• DOCUMENT

◆ ◆ ◆

MMX inserts fail - Githubissues

Quuxplusone commented 16 years ago


Bugzilla Link	PR2562
Status	RESOLVED WORKSFORME
Importance	P normal
Reported by	Nicolas Capens (nicolas.capens@gmail.com)
Reported on	2008-07-17 12:46:33 -0700
Last modified on	2009-06-07 12:52:53 -0700
Version	unspecified
Hardware	PC All
CC	efriedma@quicinc.com, evan.cheng@apple.com, isanbard@gmail.com, llvm-bugs@lists.llvm.org, nicolas.capens@gmail.com
Fixed by commit(s)
Attachments	`fibonacci.cpp` (3091 bytes, text/plain) `llvm-dump1.txt` (351 bytes, text/plain) `llvm-dump2.txt` (519 bytes, text/plain)
Blocks
Blocked by
See also

Created attachment 1838
fibonacci.cpp replacement generating the IR

Attempting to insert a 16-bit or 32-bit value into a 64-bit vector fails. Both
currently lower to a shufflevector but I get a "Cannot yet select" assert in
X86GenDAGISel.inc.

◆ ◆ ◆

• REQUIRED TASK A
Using the bug report, say whether each statement holds. Answer yes or no for each, and quote the words of the report that decide it.
(i) Inserting a 16-bit or 32-bit value into a 64-bit vector fails.
(ii) The attachment fibonacci.cpp is 519 bytes.
(iii) The report's status is resolved as fixed.
The listing that comes next is unrelated to the bug report.

• TASK INPUTS
◆ ◆ ◆

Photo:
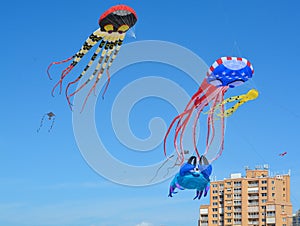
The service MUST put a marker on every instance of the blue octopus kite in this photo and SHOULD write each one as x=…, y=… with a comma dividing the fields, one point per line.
x=193, y=176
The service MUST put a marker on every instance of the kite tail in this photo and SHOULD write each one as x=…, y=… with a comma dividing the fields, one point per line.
x=107, y=83
x=51, y=125
x=58, y=62
x=63, y=75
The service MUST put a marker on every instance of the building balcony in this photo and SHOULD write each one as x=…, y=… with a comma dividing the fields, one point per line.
x=253, y=216
x=253, y=197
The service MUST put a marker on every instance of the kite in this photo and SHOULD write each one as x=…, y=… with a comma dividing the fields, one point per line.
x=51, y=116
x=283, y=154
x=224, y=73
x=193, y=175
x=114, y=23
x=251, y=95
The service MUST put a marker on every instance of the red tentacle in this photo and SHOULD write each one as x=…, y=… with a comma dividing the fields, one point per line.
x=63, y=75
x=58, y=62
x=107, y=83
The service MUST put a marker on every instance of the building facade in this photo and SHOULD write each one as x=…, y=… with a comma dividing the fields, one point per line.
x=255, y=199
x=296, y=218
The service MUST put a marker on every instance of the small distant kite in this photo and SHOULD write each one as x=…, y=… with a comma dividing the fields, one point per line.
x=51, y=117
x=283, y=153
x=114, y=23
x=193, y=175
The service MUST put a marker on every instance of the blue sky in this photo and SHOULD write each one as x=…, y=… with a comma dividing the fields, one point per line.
x=44, y=179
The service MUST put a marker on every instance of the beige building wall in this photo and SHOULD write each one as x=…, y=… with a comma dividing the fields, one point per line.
x=256, y=199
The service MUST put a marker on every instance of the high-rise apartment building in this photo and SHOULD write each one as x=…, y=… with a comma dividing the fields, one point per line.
x=254, y=199
x=296, y=218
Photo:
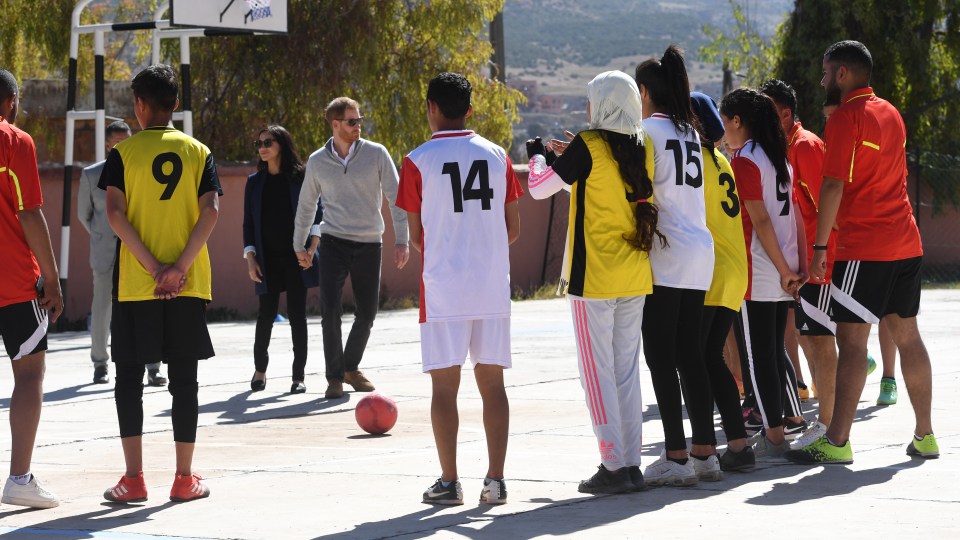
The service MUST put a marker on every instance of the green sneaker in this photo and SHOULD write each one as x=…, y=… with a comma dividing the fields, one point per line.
x=926, y=448
x=888, y=392
x=821, y=452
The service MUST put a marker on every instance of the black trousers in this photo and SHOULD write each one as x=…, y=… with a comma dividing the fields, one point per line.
x=284, y=277
x=715, y=327
x=340, y=258
x=672, y=344
x=128, y=394
x=790, y=398
x=774, y=380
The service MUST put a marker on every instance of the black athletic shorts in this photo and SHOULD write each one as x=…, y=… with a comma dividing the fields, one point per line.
x=867, y=291
x=811, y=311
x=24, y=328
x=151, y=331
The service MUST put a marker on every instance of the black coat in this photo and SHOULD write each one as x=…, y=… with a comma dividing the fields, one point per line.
x=253, y=226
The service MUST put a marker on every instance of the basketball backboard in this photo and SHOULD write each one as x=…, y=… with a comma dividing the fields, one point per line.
x=244, y=15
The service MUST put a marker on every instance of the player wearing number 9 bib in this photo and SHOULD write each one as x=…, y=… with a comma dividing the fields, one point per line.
x=162, y=202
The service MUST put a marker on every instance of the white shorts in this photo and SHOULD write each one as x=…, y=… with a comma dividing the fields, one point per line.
x=446, y=343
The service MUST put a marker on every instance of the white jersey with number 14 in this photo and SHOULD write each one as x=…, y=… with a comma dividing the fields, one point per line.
x=459, y=183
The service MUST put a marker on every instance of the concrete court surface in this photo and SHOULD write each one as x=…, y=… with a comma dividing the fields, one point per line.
x=297, y=466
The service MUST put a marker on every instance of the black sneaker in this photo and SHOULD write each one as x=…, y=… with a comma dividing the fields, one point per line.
x=742, y=461
x=636, y=478
x=605, y=481
x=437, y=494
x=154, y=378
x=792, y=430
x=753, y=424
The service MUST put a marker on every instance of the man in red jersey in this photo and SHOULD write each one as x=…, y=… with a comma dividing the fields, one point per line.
x=816, y=331
x=30, y=288
x=877, y=271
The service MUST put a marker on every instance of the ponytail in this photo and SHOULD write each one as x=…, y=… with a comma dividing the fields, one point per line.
x=631, y=160
x=759, y=116
x=669, y=87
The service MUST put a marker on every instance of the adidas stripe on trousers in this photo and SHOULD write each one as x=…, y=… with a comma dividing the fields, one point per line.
x=608, y=349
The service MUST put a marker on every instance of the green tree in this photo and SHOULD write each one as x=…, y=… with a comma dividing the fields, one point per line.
x=381, y=53
x=740, y=49
x=915, y=46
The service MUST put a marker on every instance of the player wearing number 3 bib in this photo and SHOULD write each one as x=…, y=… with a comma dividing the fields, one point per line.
x=162, y=202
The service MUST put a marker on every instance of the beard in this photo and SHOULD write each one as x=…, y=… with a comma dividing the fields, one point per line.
x=834, y=94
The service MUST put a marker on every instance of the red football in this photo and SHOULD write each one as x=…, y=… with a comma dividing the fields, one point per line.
x=376, y=413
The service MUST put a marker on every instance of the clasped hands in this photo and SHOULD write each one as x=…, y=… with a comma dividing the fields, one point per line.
x=169, y=281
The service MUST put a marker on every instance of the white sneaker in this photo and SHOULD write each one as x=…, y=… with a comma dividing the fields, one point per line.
x=493, y=492
x=815, y=431
x=664, y=472
x=32, y=495
x=708, y=469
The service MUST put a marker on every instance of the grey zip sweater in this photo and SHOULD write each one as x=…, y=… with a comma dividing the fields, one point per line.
x=352, y=195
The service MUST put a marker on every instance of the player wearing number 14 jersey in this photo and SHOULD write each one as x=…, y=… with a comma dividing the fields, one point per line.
x=460, y=194
x=162, y=201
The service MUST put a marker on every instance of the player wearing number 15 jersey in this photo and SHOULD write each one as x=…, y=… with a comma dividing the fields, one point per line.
x=682, y=272
x=162, y=201
x=460, y=194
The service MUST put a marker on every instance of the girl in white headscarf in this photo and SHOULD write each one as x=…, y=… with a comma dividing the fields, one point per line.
x=608, y=170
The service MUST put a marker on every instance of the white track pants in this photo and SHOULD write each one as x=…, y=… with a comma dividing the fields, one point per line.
x=608, y=347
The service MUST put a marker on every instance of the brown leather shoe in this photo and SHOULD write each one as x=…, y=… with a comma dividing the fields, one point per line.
x=358, y=381
x=334, y=389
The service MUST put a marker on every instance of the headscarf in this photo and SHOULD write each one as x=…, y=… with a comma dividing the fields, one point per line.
x=615, y=104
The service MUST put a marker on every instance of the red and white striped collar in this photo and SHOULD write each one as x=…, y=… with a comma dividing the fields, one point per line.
x=452, y=133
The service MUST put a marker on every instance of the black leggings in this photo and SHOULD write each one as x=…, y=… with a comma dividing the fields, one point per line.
x=671, y=344
x=774, y=381
x=715, y=327
x=128, y=394
x=296, y=313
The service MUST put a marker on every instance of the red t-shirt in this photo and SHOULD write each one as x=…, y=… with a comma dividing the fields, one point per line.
x=865, y=141
x=20, y=182
x=805, y=153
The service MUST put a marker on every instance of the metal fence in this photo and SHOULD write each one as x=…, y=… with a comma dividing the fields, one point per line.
x=935, y=195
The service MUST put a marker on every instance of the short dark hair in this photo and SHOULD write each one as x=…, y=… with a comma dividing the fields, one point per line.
x=336, y=108
x=117, y=127
x=852, y=54
x=157, y=86
x=451, y=92
x=781, y=93
x=8, y=85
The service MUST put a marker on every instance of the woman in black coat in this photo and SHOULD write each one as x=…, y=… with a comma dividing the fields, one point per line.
x=269, y=206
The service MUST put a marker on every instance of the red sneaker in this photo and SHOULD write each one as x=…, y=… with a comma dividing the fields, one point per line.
x=127, y=490
x=188, y=488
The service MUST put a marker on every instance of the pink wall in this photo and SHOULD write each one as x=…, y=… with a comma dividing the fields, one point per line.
x=232, y=287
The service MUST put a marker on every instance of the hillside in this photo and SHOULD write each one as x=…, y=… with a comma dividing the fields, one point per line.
x=563, y=43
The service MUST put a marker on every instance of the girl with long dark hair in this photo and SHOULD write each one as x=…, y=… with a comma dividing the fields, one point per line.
x=269, y=205
x=612, y=226
x=682, y=272
x=776, y=251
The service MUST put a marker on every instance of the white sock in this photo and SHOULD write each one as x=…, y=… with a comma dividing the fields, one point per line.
x=22, y=479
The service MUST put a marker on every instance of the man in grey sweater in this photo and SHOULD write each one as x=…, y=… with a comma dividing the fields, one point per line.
x=92, y=211
x=351, y=176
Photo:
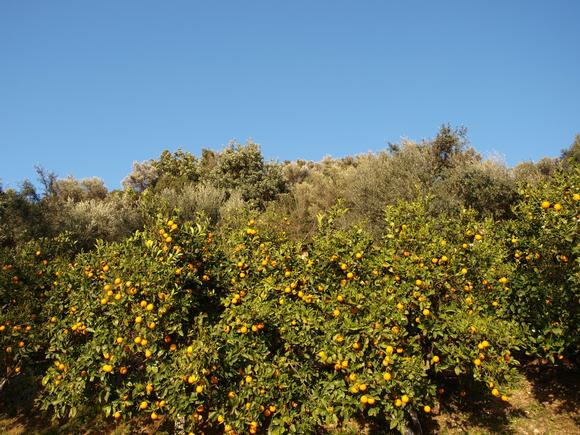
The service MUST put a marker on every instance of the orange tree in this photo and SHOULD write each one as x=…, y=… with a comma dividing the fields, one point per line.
x=118, y=314
x=343, y=329
x=26, y=273
x=543, y=241
x=263, y=333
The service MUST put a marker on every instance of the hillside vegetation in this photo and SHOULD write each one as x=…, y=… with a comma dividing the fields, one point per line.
x=223, y=293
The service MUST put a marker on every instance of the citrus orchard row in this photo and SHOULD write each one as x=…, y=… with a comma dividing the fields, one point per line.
x=247, y=331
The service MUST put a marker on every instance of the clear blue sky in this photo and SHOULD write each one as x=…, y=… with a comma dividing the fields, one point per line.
x=86, y=88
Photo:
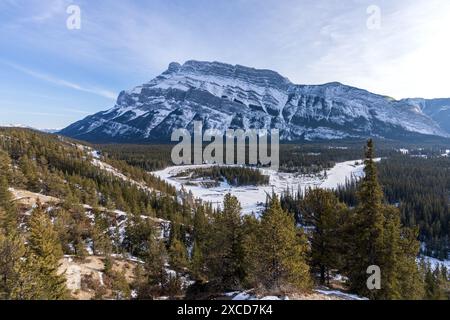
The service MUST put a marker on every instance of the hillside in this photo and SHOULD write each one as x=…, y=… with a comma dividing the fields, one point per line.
x=226, y=96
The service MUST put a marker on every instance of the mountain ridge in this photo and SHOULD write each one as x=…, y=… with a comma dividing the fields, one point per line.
x=233, y=96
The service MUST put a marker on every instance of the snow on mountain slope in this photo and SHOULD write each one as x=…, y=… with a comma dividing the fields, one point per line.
x=252, y=198
x=226, y=96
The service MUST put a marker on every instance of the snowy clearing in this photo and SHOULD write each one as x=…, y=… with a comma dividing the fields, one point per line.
x=252, y=198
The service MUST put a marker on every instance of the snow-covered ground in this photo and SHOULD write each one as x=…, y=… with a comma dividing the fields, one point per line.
x=252, y=198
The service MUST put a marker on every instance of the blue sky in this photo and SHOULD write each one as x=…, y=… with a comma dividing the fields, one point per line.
x=51, y=76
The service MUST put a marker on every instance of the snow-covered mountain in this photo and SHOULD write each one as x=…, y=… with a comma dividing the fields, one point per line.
x=226, y=96
x=436, y=109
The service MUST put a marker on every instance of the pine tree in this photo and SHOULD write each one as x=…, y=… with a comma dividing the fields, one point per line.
x=377, y=238
x=282, y=251
x=225, y=255
x=368, y=227
x=322, y=213
x=178, y=255
x=150, y=280
x=44, y=252
x=8, y=211
x=197, y=265
x=12, y=251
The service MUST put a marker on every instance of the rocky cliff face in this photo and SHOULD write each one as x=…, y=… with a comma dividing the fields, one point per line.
x=226, y=96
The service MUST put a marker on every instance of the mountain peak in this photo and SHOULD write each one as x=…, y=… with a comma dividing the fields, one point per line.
x=234, y=96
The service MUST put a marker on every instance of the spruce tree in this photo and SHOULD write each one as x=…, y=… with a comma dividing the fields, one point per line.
x=282, y=251
x=322, y=213
x=225, y=255
x=44, y=252
x=178, y=255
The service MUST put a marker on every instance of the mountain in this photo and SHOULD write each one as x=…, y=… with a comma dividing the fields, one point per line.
x=436, y=109
x=226, y=96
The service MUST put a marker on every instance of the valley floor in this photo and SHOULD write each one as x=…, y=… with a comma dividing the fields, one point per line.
x=252, y=198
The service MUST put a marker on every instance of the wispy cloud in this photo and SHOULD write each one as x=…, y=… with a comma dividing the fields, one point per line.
x=64, y=83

◆ ◆ ◆

• REQUIRED TASK B
Transcribe the part of the listing that opens with the line containing "the black leggings" and closes with the line containing "x=296, y=313".

• RIGHT ANSWER A
(i) Yes: "Attempting to insert a 16-bit or 32-bit value into a 64-bit vector fails."
(ii) No: "`fibonacci.cpp` (3091 bytes, text/plain)"
(iii) No: "RESOLVED WORKSFORME"

• RIGHT ANSWER B
The service MUST put a marker on every instance of the black leggings in this photo and SHOULD write each one as x=…, y=… with a comma dividing the fields, one point per line.
x=671, y=344
x=774, y=381
x=715, y=327
x=128, y=394
x=296, y=313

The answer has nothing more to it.